En el firmamento literario del siglo XX, Marguerite Duras se figura como una constelación acaso inasible, a la vez central y periférica. Nacida en la entonces Indochina de 1914, en el seno de una familia francesa instalada en Saigón, la autora de El amante insufla en toda su producción artística la impronta de ese exilio originario: la totalidad de su obra estará constituida por un sentimiento de extranjería que sobrevuela su gramática, su a-narratividad y sus líneas temáticas.
Y es que Duras nos comparte su obsesión, acaso como Clarice Lispector, de abordar lo irreductible de la experiencia humana, allí donde el lenguaje no hace pie. Un balbuceo cargado de sabiduría sobre lo que se esconde en las entrañas del deseo, el amor, el duelo, la infancia, la muerte, el viaje.
Marguerite nos compartió su visión de mundo no solo en sus novelas, sino también en guiones de cine, obras de teatro, relatos y ensayos que escapan a la formulación de certezas, prefiriendo el retrato de una emocionalidad no del todo explicable, sino profunda e instintiva.
En La lluvia de verano, novela publicada en 1990 tras un largo silencio de la autora, esa poética alcanza una de sus formas más puras y también desconcertantes. “Los libros los encontraba el padre en los trenes suburbanos. Y también los encontraba al lado de la basura, como ofrecidos al paso después de los fallecimientos o mudanzas”. A través de esas líneas entramos en esta obra atípica, extraña, disonante y que retrata los núcleos de una infancia – momento del yo en bruto aún no condicionado por las instituciones- enmarcada en un grupo familiar inherentemente extranjero.
-- -- --
**Ejercicio propuesto A**
Extrae del texto sobre Marguerite Duras el fragmento que va desde “En La lluvia” hasta “familiar inherentemente extranjero.”, ambos incluidos.
**Ejercicio propuesto B**
Según el texto sobre Marguerite Duras, ¿en qué formas, además de las novelas, compartió la autora su visión de mundo? Enuméralas todas.

Entradas de contorno de áreas etiquetadas:
-- -- --
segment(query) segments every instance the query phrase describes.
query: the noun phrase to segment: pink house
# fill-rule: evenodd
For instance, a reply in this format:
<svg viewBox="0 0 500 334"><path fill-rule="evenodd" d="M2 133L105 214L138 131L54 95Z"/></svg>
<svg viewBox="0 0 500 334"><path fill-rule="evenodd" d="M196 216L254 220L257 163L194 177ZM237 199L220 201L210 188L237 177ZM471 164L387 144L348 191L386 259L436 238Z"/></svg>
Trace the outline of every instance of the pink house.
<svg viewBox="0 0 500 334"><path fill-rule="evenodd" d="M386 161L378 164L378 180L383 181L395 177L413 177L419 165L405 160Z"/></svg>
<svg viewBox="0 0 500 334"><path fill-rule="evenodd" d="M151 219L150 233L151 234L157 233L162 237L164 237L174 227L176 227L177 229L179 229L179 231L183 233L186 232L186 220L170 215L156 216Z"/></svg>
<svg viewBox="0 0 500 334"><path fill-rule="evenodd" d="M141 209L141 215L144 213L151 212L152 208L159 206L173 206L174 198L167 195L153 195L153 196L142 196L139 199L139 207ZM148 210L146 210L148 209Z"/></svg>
-- -- --
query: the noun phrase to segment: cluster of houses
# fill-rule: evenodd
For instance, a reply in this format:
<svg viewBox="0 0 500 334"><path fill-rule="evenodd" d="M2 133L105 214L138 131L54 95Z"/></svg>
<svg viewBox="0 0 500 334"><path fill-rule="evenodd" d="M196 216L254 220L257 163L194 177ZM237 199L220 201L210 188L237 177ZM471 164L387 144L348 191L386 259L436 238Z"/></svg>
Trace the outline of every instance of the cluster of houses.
-- -- --
**Respuesta correcta A**
En La lluvia de verano, novela publicada en 1990 tras un largo silencio de la autora, esa poética alcanza una de sus formas más puras y también desconcertantes. “Los libros los encontraba el padre en los trenes suburbanos. Y también los encontraba al lado de la basura, como ofrecidos al paso después de los fallecimientos o mudanzas”. A través de esas líneas entramos en esta obra atípica, extraña, disonante y que retrata los núcleos de una infancia – momento del yo en bruto aún no condicionado por las instituciones- enmarcada en un grupo familiar inherentemente extranjero.

**Respuesta correcta B**
Guiones de cine, obras de teatro, relatos y ensayos.